### Information supplied ###
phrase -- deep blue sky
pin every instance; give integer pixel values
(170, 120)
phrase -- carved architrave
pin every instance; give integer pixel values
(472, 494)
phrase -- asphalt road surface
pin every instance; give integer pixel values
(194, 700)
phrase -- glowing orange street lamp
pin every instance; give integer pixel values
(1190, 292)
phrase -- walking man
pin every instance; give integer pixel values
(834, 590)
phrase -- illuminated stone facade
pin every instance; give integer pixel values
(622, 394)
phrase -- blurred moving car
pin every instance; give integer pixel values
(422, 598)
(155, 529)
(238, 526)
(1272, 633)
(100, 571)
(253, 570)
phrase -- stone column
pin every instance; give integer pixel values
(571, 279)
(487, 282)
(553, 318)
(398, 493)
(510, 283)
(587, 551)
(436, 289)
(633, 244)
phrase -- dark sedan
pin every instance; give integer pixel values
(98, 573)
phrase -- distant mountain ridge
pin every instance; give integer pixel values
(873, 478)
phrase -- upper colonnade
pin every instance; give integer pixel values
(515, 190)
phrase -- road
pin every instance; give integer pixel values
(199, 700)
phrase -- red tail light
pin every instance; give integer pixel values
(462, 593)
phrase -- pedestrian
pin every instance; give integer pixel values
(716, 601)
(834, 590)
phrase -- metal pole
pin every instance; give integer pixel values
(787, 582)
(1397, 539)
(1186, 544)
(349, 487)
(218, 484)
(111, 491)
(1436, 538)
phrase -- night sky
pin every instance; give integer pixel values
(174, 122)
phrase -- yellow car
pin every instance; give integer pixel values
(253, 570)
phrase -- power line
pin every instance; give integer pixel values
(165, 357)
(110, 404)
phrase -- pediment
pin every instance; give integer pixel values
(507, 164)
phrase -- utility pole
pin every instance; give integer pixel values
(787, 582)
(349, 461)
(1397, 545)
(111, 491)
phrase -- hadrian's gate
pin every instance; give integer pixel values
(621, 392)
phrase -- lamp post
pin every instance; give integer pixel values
###
What the exercise asks: Show, from the material above, each line that includes the string "stone".

Reply to the exercise:
phrase -- illuminated stone facade
phrase -- stone column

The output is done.